_WHAT IS NEEDED_
In full and word for word, print the data below.

(AVAILABLE DATA)

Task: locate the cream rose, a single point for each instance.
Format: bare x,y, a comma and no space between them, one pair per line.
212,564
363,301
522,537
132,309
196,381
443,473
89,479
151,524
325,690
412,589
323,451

(End AVAILABLE DATA)

_EXERCISE RESPONSE_
Task: locate the cream rose, a single point for each instance.
Format: bare x,y, a comma and no space between them, one pair per line.
212,564
363,301
522,537
132,309
196,381
443,473
89,479
151,524
325,690
412,589
323,451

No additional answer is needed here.